Selected extract

[Start]

There was nothing performative about our life together. It was ordinary in the most extraordinary ways.
Sometimes I would lay my head in her lap, and she’d caress my forehead. We wouldn’t say much. We didn’t need to.
It was serenity and passion coexisting. She could arouse me with a glance or soothe me into sleep with a touch.
Our intimacy never became routine. It always felt like discovery. Like poetry we were writing together, one shared breath at a time.
Even now, it’s hard to describe what that felt like. We were never out of sync. Never indifferent. If one of us smiled and the other saw it, we responded. Always. No deflection. No distance.
That, to me, is the rarest kind of love.
We didn’t need a wedding to make it real. And no institution, no system, no doctrine could define what we knew to be true:
We belonged to each other.
Memories and Dreams of Abuse
For all the serenity and safety Lynn gave me, there were still echoes from the past that hadn’t fully faded.
Memories of the abuse I experienced growing up were never far from my mind—sometimes not far enough. Even in that haven we’d created, my body remembered what it had endured. The nightmares still came.
I had been assaulted—verbally, physically, emotionally. And long after I left that home, long after I was safe, my nervous system hadn’t quite caught up. I was still having nightmares, often vivid, always jarring. They found their way into my sleep like intruders.
In those dreams, I was fighting back. I would lash out at my abuser—usually my mother who was the most abusive. Only in dreams would I strike out at my mother. In that strange space between waking and sleep, it felt like my fists were flying. Like I was punching the bed.

[End]

Provided data

[Start]

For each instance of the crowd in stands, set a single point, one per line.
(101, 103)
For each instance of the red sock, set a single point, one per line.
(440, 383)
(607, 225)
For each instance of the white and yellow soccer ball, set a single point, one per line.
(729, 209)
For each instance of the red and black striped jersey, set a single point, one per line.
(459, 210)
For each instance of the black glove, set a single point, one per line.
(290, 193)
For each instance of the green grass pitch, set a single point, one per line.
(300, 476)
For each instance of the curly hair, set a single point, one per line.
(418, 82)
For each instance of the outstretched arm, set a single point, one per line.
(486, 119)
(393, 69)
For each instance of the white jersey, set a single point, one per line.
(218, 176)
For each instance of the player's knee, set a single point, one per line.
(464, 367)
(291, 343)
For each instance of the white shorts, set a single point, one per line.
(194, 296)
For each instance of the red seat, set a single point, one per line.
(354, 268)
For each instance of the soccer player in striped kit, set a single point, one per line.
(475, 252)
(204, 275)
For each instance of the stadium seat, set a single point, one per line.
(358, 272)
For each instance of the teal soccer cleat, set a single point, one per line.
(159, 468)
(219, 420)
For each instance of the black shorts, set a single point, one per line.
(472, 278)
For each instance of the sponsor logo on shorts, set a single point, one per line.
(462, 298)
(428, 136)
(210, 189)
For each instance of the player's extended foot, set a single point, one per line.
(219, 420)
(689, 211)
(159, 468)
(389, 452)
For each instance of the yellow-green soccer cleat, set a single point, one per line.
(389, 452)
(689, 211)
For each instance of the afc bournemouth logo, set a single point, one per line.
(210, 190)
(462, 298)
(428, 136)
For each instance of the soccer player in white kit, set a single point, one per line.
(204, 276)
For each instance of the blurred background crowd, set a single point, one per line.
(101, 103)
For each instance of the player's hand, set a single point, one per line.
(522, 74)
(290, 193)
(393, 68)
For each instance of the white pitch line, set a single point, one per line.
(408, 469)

[End]

Work to do
A. In the memoir passage about life with Lynn, whom did the narrator usually strike out at in the nightmares?
B. Continue the memoir passage about life with Lynn and the nightmares, picking up after its final sentence.

Written answers
A. The narrator's mother, who was the most abusive.

B.
What terrified me was the thought that I might hit Lynn. That, in my sleep, I might hurt her. The fear chilled me to the core. I didn’t fully understand it, but I carried it.
I remember one night, shaken, telling her what I’d dreamed—how I was flailing, shouting, punching in the dark. Her response was immediate and calm. “You didn’t hit me,” she said. “You didn’t even move that much. You shouted, and I woke up. That’s all.”
She wasn’t afraid. Not of me. Not of the shadows in my mind.
And that reassurance—that unwavering calm—was everything. She grounded me. She reminded me that I was no longer in that place, that my body could unlearn what it had been taught by fear. She held me and comforted me. I was like a child, not literally in a fetal position but in my mind I collapsed into that position.
These nightmares stayed with me when I was 30. But Lynn stayed with me, too. Not just beside me in bed, but beside me in the deeper sense—in the places where shame and trauma used to live. She didn’t try to fix me. She didn’t flinch. She just stayed.
And in that stillness, in that love, I healed a little more each time.